READING PASSAGE:
/---
15.2 A Framework for Technical Software Metrics

General principles for selecting product measures and metrics are discussed in this section.  The generic measurement process activities parallel the scientific method taught in natural science classes (formulation, collection, analysis, interpretation, feedback).
If the measurement process is too time consuming, no data will ever be collected during the development process.  Metrics should be easy to compute or developers will not take the time to compute them.  
The tricky part is that in addition to being easy compute, the metrics need to be perceived as being important to predicting whether product quality can be improved or not.

15.2.1 Measures, Metrics and Indicators

• A measure provides a quantitative indication of the extent, amount, dimension, capacity, or size of some attribute of a product or process
• The IEEE glossary defines a metric as “a quantitative measure of the degree to which a system, component, or process possesses a given attribute.”
• An indicator is a metric or combination of metrics that provide insight into the software process, a software project, or the product itself

 

15.2.3 Measurement Principles

• The objectives of measurement should be established before data collection begins;
• Each technical metric should be defined in an unambiguous manner;
• Metrics should be derived based on a theory that is valid for the domain of application (e.g., metrics for design should draw upon basic design concepts and principles and attempt to provide an indication of the presence of an attribute that is deemed desirable);
• Metrics should be tailored to best accommodate specific products and processes.

 

Measurement Process

• Formulation. The derivation of software measures and metrics appropriate for the representation of the software that is being considered.
• Collection. The mechanism used to accumulate data required to derive the formulated metrics.
• Analysis. The computation of metrics and the application of mathematical tools.
• Interpretation. The evaluation of metrics results in an effort to gain insight into the quality of the representation.
• Feedback. Recommendations derived from the interpretation of product metrics transmitted to the software team.

 

S/W metrics will be useful only if they are characterized effectively and validated to that their worth is proven.

• A metric should have desirable mathematical properties.
• When a metric represents a S/W characteristic that increases when positive traits occur or decreases when undesirable traits are encountered, the value of the metric should increase or decrease in the same manner.
• Each metric should be validated empirically in a wide variety of contexts before being published or used to make decisions.
\---
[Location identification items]
/---
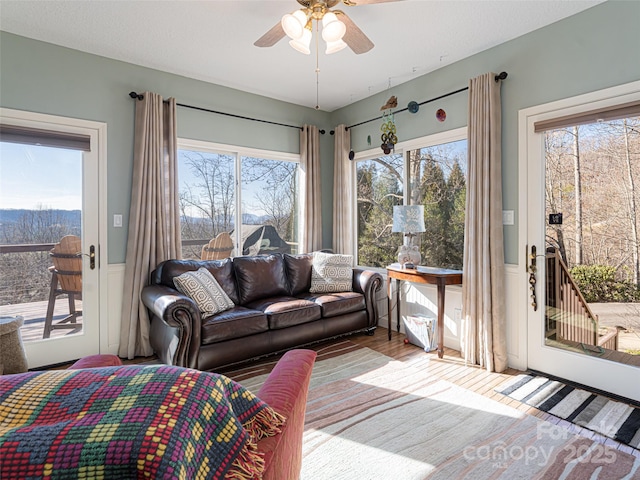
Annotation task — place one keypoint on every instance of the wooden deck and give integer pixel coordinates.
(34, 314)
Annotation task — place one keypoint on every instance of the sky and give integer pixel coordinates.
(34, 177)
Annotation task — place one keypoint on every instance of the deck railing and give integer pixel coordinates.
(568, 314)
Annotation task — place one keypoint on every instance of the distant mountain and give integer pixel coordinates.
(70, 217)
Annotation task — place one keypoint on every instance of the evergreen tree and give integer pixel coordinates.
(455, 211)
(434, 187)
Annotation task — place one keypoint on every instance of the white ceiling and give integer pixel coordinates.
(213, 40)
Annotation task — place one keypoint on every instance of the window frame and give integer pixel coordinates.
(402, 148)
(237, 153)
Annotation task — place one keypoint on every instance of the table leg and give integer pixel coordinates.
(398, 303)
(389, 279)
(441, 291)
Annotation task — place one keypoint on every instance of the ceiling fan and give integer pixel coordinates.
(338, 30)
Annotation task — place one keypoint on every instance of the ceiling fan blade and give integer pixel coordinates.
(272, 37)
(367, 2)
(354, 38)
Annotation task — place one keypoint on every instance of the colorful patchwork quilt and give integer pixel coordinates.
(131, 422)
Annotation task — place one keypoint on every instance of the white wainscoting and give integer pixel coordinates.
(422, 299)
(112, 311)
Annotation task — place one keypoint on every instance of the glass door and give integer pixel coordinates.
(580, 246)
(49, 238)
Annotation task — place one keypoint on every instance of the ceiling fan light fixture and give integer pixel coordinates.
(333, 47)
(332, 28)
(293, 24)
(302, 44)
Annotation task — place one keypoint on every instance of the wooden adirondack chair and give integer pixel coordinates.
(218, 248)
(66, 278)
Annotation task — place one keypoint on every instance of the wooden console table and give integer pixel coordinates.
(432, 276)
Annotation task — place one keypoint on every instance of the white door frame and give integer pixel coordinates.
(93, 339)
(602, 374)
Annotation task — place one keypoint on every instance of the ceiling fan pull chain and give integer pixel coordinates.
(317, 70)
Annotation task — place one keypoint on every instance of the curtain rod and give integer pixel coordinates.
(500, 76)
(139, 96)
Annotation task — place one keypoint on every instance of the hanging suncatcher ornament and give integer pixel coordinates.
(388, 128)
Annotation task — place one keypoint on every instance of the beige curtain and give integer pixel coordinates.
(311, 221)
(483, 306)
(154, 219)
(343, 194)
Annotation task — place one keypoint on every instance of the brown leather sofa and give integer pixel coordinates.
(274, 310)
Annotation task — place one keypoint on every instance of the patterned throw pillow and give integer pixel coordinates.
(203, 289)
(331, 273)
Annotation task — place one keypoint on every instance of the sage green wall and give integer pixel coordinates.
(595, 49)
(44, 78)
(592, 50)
\---
/---
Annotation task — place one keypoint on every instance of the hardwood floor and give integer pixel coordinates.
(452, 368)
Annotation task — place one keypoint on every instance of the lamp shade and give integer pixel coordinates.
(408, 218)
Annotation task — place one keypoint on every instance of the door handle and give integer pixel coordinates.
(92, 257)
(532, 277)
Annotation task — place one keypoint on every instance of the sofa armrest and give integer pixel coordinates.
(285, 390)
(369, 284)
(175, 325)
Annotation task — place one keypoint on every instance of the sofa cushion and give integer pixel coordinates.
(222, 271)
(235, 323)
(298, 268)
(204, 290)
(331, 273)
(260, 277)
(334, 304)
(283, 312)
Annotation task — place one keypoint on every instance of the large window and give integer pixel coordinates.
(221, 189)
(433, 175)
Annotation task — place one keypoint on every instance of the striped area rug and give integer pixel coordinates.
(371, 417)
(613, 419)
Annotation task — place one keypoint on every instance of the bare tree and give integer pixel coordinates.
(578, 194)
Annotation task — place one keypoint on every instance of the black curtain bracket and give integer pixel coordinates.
\---
WRITTEN PROBLEM 1:
In the passage on technical software metrics, retype the part starting with "S/W metrics will" and going on through "desirable mathematical properties.".
WRITTEN PROBLEM 2:
According to the passage on technical software metrics, how does the IEEE glossary define a metric?
WRITTEN PROBLEM 3:
List the activities of the measurement process named in the passage on technical software metrics.

COMPLETE OUTPUT 1:
S/W metrics will be useful only if they are characterized effectively and validated to that their worth is proven.

• A metric should have desirable mathematical properties.

COMPLETE OUTPUT 2:
The IEEE glossary defines a metric as "a quantitative measure of the degree to which a system, component, or process possesses a given attribute."

COMPLETE OUTPUT 3:
Formulation, Collection, Analysis, Interpretation, Feedback